§ Exercise details: Everything from the line containing "Where can you see the white sheep?" to the final line of the records below should be given again exactly, and nothing else.

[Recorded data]
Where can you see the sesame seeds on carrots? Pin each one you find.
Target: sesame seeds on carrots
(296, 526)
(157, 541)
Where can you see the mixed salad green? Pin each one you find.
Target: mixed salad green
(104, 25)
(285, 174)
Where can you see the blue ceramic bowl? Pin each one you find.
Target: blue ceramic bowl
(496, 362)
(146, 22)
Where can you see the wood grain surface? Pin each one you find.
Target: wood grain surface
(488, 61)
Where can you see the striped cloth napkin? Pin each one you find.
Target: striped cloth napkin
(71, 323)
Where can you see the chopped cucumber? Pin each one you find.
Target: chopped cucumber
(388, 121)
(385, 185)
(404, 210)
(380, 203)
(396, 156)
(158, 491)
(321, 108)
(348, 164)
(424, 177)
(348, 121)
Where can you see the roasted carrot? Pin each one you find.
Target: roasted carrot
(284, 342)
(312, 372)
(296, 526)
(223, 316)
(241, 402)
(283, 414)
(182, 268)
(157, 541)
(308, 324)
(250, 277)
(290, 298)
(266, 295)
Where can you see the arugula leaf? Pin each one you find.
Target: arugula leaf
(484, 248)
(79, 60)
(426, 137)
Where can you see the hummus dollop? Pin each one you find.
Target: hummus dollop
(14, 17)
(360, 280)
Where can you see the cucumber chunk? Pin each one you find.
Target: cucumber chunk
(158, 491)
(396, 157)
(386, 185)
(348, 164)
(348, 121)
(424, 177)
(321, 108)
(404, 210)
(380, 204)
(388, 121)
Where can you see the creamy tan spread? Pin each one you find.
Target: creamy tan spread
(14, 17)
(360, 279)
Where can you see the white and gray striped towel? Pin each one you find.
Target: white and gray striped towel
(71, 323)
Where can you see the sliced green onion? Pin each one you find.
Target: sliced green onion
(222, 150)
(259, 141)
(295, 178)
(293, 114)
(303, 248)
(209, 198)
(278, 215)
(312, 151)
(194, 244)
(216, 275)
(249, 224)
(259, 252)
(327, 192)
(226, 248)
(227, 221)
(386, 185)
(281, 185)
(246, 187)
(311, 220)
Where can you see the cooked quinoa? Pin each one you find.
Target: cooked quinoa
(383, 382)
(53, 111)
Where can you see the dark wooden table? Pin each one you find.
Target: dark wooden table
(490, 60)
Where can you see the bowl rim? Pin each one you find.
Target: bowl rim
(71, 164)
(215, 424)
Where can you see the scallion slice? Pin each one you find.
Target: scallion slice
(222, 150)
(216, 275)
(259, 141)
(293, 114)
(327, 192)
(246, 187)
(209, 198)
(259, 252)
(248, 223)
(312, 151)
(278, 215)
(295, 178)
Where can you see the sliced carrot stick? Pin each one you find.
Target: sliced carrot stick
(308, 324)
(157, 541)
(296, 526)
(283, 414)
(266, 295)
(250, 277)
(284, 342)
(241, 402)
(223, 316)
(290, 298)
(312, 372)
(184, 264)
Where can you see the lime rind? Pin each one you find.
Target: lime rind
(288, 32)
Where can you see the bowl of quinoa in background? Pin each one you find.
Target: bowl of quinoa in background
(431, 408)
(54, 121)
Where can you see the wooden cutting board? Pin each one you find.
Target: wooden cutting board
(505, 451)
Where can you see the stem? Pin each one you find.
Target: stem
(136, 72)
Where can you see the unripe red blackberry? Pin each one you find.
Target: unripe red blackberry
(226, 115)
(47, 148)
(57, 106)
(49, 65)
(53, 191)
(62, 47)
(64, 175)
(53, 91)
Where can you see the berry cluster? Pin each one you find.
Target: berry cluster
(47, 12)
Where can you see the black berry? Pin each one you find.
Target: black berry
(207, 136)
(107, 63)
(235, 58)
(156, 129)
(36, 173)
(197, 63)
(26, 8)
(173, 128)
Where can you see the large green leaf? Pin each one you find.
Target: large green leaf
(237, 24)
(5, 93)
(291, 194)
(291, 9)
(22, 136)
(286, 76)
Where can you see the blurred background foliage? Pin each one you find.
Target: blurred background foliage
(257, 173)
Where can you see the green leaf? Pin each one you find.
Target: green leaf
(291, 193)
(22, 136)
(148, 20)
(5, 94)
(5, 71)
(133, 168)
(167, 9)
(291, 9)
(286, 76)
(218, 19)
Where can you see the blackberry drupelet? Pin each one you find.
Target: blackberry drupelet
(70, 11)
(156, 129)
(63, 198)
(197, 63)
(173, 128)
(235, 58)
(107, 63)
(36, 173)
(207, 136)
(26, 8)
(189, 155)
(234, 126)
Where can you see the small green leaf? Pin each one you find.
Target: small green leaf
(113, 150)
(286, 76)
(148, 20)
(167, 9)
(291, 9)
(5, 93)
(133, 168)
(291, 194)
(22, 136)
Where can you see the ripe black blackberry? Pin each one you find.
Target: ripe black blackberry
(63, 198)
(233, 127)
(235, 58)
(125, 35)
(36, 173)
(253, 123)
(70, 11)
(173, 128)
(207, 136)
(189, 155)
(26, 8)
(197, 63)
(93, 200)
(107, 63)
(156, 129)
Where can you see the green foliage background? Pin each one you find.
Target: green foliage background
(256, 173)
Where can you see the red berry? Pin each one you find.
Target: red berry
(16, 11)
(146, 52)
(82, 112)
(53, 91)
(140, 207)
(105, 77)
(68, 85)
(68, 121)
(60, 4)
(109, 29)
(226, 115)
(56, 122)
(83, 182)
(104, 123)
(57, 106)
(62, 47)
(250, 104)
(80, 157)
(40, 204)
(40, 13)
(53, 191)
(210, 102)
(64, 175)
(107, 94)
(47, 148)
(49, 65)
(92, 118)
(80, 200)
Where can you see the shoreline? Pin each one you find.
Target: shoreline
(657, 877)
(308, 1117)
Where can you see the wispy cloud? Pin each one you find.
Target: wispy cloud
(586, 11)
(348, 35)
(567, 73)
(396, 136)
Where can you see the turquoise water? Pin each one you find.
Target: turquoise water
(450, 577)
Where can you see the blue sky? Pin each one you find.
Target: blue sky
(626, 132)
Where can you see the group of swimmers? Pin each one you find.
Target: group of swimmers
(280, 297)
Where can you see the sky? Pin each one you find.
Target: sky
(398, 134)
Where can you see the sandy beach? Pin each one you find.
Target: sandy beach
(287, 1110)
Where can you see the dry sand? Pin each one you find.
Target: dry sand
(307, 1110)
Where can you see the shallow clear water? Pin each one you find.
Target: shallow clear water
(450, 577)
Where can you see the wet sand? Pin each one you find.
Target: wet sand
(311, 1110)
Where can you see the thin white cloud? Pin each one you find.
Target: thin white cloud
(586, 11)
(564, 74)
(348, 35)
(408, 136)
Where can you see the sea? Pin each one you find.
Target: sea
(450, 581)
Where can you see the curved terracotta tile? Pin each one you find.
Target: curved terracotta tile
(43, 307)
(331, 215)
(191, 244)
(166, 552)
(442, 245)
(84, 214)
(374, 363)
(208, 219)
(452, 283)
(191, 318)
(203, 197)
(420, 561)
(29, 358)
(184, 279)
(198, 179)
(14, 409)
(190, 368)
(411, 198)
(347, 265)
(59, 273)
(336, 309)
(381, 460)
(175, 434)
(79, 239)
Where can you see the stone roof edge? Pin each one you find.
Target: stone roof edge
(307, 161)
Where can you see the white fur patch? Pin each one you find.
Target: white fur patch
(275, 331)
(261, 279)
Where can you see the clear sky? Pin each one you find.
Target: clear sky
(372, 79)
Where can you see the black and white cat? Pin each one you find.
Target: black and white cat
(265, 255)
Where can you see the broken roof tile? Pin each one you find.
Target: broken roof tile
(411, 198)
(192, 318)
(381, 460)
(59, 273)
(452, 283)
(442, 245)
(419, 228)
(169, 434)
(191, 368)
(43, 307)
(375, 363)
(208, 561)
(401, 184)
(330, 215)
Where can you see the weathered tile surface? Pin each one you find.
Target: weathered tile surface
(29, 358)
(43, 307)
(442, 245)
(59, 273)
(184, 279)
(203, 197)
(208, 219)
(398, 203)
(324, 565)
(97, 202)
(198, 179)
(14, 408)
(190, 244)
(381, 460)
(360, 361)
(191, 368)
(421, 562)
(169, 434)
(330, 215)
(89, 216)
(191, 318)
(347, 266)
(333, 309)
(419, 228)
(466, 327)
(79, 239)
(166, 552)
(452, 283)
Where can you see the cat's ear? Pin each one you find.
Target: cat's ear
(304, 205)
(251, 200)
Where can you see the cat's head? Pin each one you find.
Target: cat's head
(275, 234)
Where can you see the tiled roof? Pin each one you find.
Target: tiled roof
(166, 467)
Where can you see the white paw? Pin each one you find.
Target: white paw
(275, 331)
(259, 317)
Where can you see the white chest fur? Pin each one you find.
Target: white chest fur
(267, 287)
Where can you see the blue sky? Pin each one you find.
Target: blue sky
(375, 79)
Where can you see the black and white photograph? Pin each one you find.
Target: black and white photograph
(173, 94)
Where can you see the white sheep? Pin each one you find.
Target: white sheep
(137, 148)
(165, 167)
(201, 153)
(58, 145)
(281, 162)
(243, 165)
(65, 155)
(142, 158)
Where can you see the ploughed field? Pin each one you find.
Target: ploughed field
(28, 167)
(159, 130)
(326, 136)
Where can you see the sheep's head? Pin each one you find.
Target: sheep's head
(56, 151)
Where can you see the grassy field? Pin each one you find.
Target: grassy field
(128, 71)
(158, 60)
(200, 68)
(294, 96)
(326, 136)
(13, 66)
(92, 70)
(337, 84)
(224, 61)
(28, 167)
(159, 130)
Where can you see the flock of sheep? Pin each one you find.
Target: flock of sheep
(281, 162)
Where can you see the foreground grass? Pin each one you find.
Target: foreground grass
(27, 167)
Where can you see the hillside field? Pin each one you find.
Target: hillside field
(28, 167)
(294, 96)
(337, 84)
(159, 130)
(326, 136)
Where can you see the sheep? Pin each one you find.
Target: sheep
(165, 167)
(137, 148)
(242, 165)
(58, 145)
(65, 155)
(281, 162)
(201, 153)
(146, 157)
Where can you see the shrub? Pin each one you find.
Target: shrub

§ Response to this exercise:
Where can you see the white sheep? Pin each one you find.
Target: white sheep
(137, 148)
(165, 167)
(201, 153)
(58, 145)
(281, 162)
(243, 165)
(65, 155)
(142, 158)
Where can you see the ploughed field? Pin each one you find.
Target: ploughed field
(28, 167)
(159, 130)
(326, 136)
Where can you see the sheep's head? Pin each one you find.
Target: sheep's head
(56, 151)
Where can you see the grassy field? Pin each one you find.
Target: grassy field
(128, 71)
(158, 60)
(200, 68)
(294, 96)
(326, 136)
(13, 66)
(92, 70)
(337, 84)
(224, 61)
(28, 167)
(159, 130)
Where can you see the flock of sheep? Pin each one you find.
Target: flock of sheep
(281, 162)
Where can you see the foreground grass? Pin each one you find.
Target: foreground grass
(27, 167)
Where can you see the hillside field? Pin each one you find.
Target: hillside field
(28, 167)
(294, 96)
(337, 84)
(159, 130)
(326, 136)
Where can you see the sheep? Pin each one you find.
Target: sheep
(165, 167)
(137, 148)
(242, 165)
(58, 145)
(65, 155)
(281, 162)
(201, 153)
(146, 157)
Where can you see the shrub? Pin each one you find.
Target: shrub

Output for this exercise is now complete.